Listing of labeled points:
■ ■ ■ ■ ■ ■ ■

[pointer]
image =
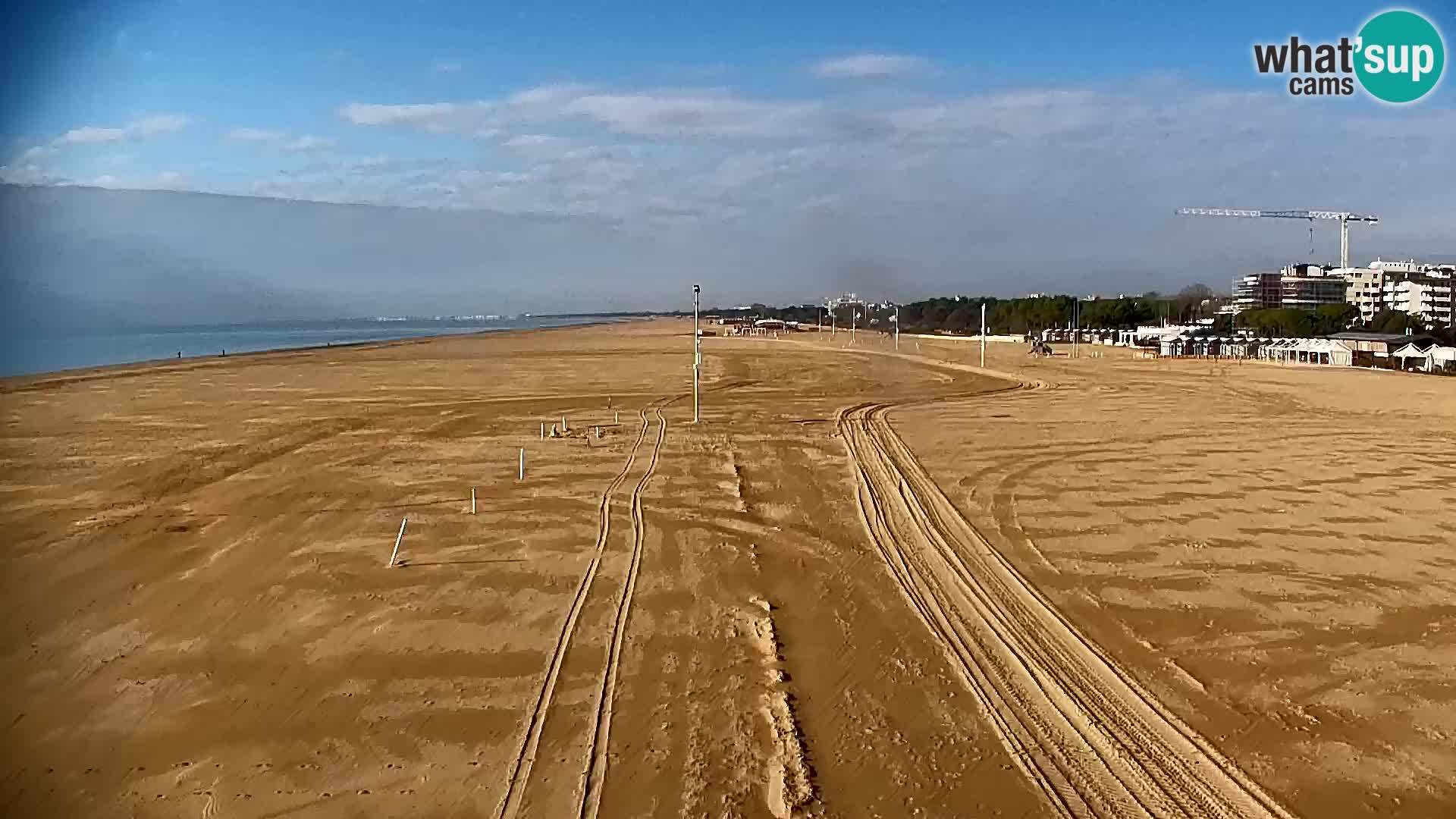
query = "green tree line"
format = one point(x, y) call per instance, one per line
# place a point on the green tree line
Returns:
point(1018, 316)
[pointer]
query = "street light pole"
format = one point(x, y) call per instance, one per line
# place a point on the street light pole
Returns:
point(698, 353)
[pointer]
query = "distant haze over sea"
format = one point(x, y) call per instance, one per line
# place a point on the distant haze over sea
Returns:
point(30, 354)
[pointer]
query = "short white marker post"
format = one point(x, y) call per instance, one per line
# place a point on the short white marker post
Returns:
point(398, 539)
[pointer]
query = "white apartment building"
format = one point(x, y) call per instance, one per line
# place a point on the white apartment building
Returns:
point(1363, 287)
point(1427, 295)
point(1408, 286)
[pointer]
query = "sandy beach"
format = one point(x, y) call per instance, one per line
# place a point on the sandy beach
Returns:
point(870, 583)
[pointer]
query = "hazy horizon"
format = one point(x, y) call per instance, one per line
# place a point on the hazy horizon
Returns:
point(206, 165)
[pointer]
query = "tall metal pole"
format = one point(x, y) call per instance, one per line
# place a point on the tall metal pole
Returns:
point(698, 353)
point(983, 334)
point(1345, 241)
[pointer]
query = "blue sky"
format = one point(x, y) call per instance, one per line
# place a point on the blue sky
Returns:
point(892, 134)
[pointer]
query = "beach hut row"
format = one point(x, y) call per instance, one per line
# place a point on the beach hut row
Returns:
point(1307, 352)
point(1209, 346)
point(1432, 359)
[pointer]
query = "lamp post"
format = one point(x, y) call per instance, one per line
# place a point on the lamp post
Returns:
point(698, 353)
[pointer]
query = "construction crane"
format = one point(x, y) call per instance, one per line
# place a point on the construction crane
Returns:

■ ■ ■ ■ ■ ■ ■

= Stated problem =
Reproduce the entire listing above line for line, unchanged, but leave out the pictures.

= Completed exercise =
[pointer]
image =
query = "green tree line"
format = one point(x, y) call per instance, one per line
# place a point on the green tree line
Returns:
point(1018, 316)
[pointer]
query = "street light pole"
format = one point(x, y) call per instance, one per line
# place a point on the street light pole
Returns:
point(698, 353)
[pointer]
query = "distant haze over sea"
format = one point(x, y) call per instance, one per line
# place a point on the distant haze over sea
Returns:
point(30, 354)
[pointer]
query = "short white marker post"
format = one point(x, y) call per instance, one per line
# place a point on the short white marker post
Returns:
point(398, 539)
[pointer]
query = "white apartment building"
format = one point(x, y) call per instance, one per line
# place a point on the white apartment building
Returns:
point(1363, 287)
point(1427, 295)
point(1408, 286)
[pointer]
query = "sandy beach"
format = one point(x, y) call per instance, one per line
# place a point on the sandy beach
Returns:
point(870, 583)
[pointer]
query = "hazy horizon"
format = one point(x, y) call per instance, one per line
# place a point on the hazy horizon
Returns:
point(206, 165)
[pointer]
query = "tall metal pole"
format = one point(x, y) call per instance, one per line
# place a point on the tall metal pole
Returns:
point(698, 353)
point(983, 334)
point(1345, 241)
[pointer]
query = "blue sky"
format = one point(x, y) call per instance, one per line
# place a point on the blue sky
Returns:
point(892, 134)
[pointer]
query = "beach hut row"
format = one point(x, y) call per instance, one per line
# place a point on the beach hut row
Returns:
point(1307, 352)
point(1209, 346)
point(1432, 359)
[pointer]
query = "lamp post"
format = one point(x, y) call per instance, one per line
# place a point on the lamp post
Returns:
point(698, 353)
[pointer]
query = "construction crane"
format = one point(x, y) call per instance, one per line
# place a point on the construction crane
Returns:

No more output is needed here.